EXCERPTED PASSAGE:

Start

All are capable candidates, but it is Powell who has emerged as favourite to succeed Yellen in February 2018, with some sources putting his chances at 58%. Under Powell the Fed would most likely maintain a dovish approach to monetary policy, continuing its existing strategy of managing a gradual and orderly increase in rates. This would explain the markets’ sanguine response to his emerging as favourite. Yellen’s criticism of Trump’s desire for financial deregulation has severely damaged her chances of re-election, whilst Powell would likely be open to loosening the existing financial framework. However, a comprehensive overhaul would be highly unlikely under his stewardship.
Still, with Trump in need of a legislative win, he could be tempted at the last minute to nominate a candidate more sympathetic to deregulation. One such figure would be Taylor, whose opposition to excessive government intervention in the markets stands him in good stead. The compromise would be that under Taylor the Fed would most certainly be more hawkish: Taylor’s own ‘Rule’ dictates that the Fed rate should be between 2% and 4% depending upon one’s perception of the natural rate. Even with the natural rate at 0%, which it is not, this would result in a doubling of interest rates in the short term, which could in turn cause a significant correction in asset prices. The risk of such a market correction makes his election unlikely, as it could damage the president’s re-election ambitions; however, with central bankers struggling to generate inflation and real wage growth, it would not be surprising if he were to be offered the post of Vice Chair given his expertise on the subject. With that in mind, the nominations for the other vacant governor positions become even more important to understanding the future path of interest rates.
Trump’s dilemma between low interest rates and promised deregulation was certainly made easier this week as the Senate voted in favour of a 2018 budget resolution. In doing so, they reduced the threshold by which the budget can be passed to a simple majority of 51 senators, thereby negating the need for bipartisan support. As a result Trump should be able to pass his pro-business budget, paving the way for tax reforms that would deliver tax cuts of $1.5trn over 10 years. Despite economists being less optimistic on the impact of such a budget, given that meaningful tax reforms can be notoriously slow and difficult to implement, the markets reacted well, with new life being breathed into the so-called ‘Trump trade’. This was evident with a stronger dollar, surging stocks and rising treasury yields, the latter solidifying the expectation for a December rate increase.
Data released this week in the UK galvanised expectations that the MPC will undertake a 0.25% increase at its next meeting on 2 November, the first such increase in a decade. Both inflation and employment are exceeding the BoE’s expectations, with CPI and the unemployment rate at 3.00% and 4.3% respectively. With limited data releases between now and the next meeting, Wednesday’s GDP figures would have to be extremely disappointing to change policymakers’ minds. This is highly unlikely, however, with Q3 GDP expected to be 0.4% having been 0.3% in Q2 - bringing year-on-year growth to 1.6%.
Despite economic data exceeding the BoE’s own projections, and there being real fears around consumer debt, November’s rate hike is likely to be a one-off for the time being, with further hikes unlikely until next summer at the earliest. Instead, the doves in the MPC will be keen to monitor the impact of its policy change. The inflation report that will be released at the same time will offer a greater insight into the MPC’s thinking, for whatever comfort that may hold; but we will also have one eye on the autumn budget in late November. In spite of promising public sector numbers to come this week, significant giveaways are not expected, although potential movements on the public sector pay cap could still eventually have a significant impact on real wage data. Coupled with real wage growth in the private sector, such a change could add to the calls for a hastening in the pace of the long-overdue normalisation of monetary policy.

End

DATASET ROWS:
Start

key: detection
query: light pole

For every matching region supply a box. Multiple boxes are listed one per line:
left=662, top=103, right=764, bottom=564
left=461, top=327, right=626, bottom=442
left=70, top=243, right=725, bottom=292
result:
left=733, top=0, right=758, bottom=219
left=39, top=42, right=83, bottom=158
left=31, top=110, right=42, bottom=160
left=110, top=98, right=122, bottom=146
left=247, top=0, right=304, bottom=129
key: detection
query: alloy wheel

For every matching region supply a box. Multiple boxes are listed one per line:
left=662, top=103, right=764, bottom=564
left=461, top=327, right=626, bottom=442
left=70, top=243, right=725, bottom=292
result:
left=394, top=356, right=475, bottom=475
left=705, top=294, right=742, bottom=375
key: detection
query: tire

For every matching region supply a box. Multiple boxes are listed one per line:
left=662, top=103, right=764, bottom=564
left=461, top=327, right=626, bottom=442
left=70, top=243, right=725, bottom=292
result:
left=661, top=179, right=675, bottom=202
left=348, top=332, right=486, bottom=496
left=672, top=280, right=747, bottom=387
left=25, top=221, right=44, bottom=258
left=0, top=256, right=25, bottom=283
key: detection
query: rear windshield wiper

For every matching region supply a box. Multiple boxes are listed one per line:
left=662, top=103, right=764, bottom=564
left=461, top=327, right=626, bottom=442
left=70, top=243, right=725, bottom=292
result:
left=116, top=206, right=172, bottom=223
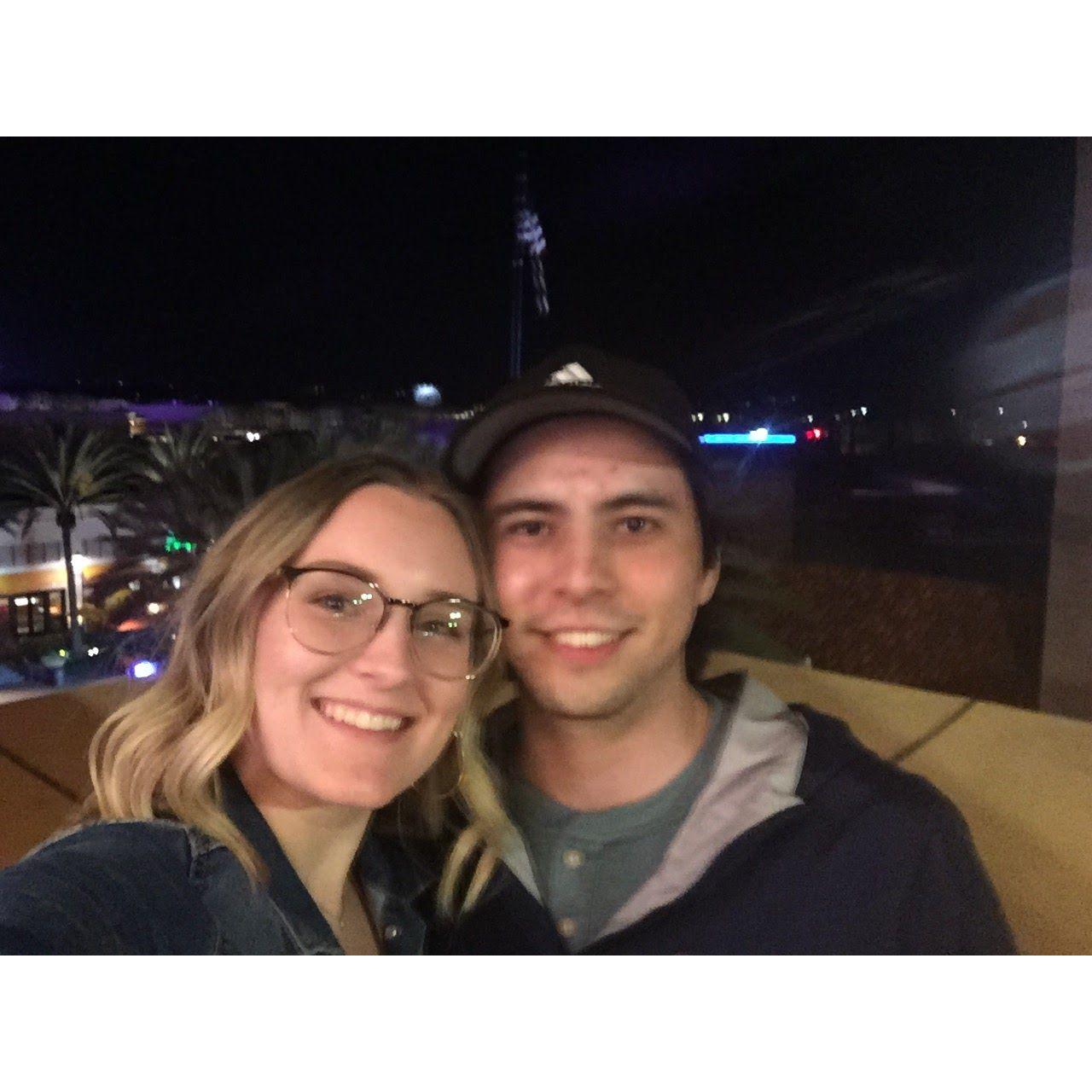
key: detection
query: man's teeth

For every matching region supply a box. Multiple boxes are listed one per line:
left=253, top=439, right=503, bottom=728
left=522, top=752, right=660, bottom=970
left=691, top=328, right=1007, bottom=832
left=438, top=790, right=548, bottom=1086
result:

End

JOBS:
**1.** In the commentary on the Fed chair succession, rewrite the section between "All are capable" and "under his stewardship.", inclusive, replacing "Powell" with "Jerome Powell".
**2.** For each statement, answer yes or no according to the commentary on the Fed chair succession, and quote the words that decide it. (a) Some sources put Powell's chances of succeeding Yellen at 58%. (b) The MPC's next meeting is on 2 December. (c) The UK unemployment rate is 4.3%.

SOLUTIONS BELOW:
**1.**
All are capable candidates, but it is Jerome Powell who has emerged as favourite to succeed Yellen in February 2018, with some sources putting his chances at 58%. Under Jerome Powell the Fed would most likely maintain a dovish approach to monetary policy, continuing its existing strategy of managing a gradual and orderly increase in rates. This would explain the markets’ sanguine response to his emerging as favourite. Yellen’s criticism of Trump’s desire for financial deregulation has severely damaged her chances of re-election, whilst Jerome Powell would likely be open to loosening the existing financial framework. However, a comprehensive overhaul would be highly unlikely under his stewardship.

**2.**
(a) Yes: "with some sources putting his chances at 58%"
(b) No: "at its next meeting on 2 November"
(c) Yes: "with CPI and the unemployment rate at 3.00% and 4.3% respectively"